**ASSIGNMENT**
Everything from the line holding "Target: rope strand" to the end of the data must be reproduced exactly; include both boundary lines and nothing else.
§ §
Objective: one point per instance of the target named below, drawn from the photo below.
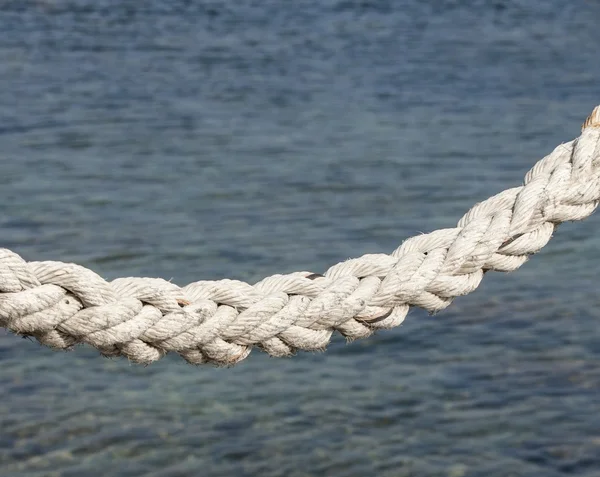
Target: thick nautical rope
(219, 322)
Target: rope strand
(219, 322)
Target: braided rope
(63, 304)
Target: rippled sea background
(238, 139)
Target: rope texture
(219, 322)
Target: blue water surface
(206, 139)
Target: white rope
(62, 304)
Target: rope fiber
(219, 322)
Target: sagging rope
(219, 322)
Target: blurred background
(237, 139)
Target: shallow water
(203, 140)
§ §
**RESULT OF THE TASK**
Target: rope strand
(219, 322)
Target: braided rope
(63, 304)
Target: rippled sea background
(238, 139)
Target: rope texture
(219, 322)
Target: blue water surface
(206, 139)
Target: white rope
(62, 304)
Target: rope fiber
(219, 322)
Target: sagging rope
(219, 322)
Target: blurred background
(237, 139)
Target: shallow water
(203, 140)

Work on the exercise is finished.